WORK TO COMPLETE
Put every line of the records below into a Markdown table with two columns, Number and Text, giving each line its own numbered row. Leave out blank lines.

Entries from a dataset
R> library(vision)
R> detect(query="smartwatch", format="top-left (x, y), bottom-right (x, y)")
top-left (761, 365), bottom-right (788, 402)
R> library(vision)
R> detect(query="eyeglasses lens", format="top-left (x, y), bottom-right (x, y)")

ANSWER FOR THE TASK
| Number | Text |
|---|---|
| 1 | R> library(vision) |
| 2 | R> detect(query="smartwatch", format="top-left (x, y), bottom-right (x, y)") |
| 3 | top-left (761, 365), bottom-right (788, 402) |
| 4 | R> library(vision) |
| 5 | R> detect(query="eyeglasses lens", format="top-left (x, y), bottom-right (x, y)") |